__Data listing__:
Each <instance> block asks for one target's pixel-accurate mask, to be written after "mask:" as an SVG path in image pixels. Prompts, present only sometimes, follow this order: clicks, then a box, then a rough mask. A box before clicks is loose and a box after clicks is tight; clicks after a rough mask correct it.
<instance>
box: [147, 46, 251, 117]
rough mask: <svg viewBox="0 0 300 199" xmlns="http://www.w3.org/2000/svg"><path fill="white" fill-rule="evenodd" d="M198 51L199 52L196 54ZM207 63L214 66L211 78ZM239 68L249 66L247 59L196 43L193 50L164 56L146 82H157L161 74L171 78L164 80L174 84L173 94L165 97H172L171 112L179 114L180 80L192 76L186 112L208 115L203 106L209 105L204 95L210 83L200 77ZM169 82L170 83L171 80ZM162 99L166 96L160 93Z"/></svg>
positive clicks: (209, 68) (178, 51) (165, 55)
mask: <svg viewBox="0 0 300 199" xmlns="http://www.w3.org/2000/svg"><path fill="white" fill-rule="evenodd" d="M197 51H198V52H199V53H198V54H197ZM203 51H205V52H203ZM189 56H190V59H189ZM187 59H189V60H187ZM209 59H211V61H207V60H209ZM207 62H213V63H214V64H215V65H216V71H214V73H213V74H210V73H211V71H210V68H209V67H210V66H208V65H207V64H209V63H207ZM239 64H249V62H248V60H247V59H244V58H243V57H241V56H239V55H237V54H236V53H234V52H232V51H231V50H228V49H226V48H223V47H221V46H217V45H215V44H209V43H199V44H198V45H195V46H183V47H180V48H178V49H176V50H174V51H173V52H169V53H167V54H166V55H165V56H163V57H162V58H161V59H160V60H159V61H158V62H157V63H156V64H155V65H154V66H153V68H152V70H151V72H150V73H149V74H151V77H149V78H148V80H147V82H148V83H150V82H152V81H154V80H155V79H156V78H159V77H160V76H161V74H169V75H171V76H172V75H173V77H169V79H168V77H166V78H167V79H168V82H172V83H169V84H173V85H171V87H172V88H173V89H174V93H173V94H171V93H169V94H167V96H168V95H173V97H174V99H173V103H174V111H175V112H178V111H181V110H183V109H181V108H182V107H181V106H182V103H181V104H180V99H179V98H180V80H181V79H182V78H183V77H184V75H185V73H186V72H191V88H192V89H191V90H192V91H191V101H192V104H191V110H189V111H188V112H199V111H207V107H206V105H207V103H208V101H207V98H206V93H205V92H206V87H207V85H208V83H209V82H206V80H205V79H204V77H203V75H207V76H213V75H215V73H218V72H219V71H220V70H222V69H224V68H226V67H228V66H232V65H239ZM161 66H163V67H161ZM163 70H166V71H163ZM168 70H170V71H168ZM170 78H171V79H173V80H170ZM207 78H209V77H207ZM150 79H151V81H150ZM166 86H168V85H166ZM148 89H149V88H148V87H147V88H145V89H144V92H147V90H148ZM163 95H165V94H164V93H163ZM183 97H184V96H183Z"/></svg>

__Required work__: Every line in the listing that holds the string "instance" should be copied out.

__Exercise response__:
Each <instance> block asks for one target's pixel-accurate mask, to be written after "mask:" as an SVG path in image pixels. Prompts, present only sometimes, follow this order: clicks, then a box, then a rough mask. A box before clicks is loose and a box after clicks is tight; clicks after a rough mask correct it.
<instance>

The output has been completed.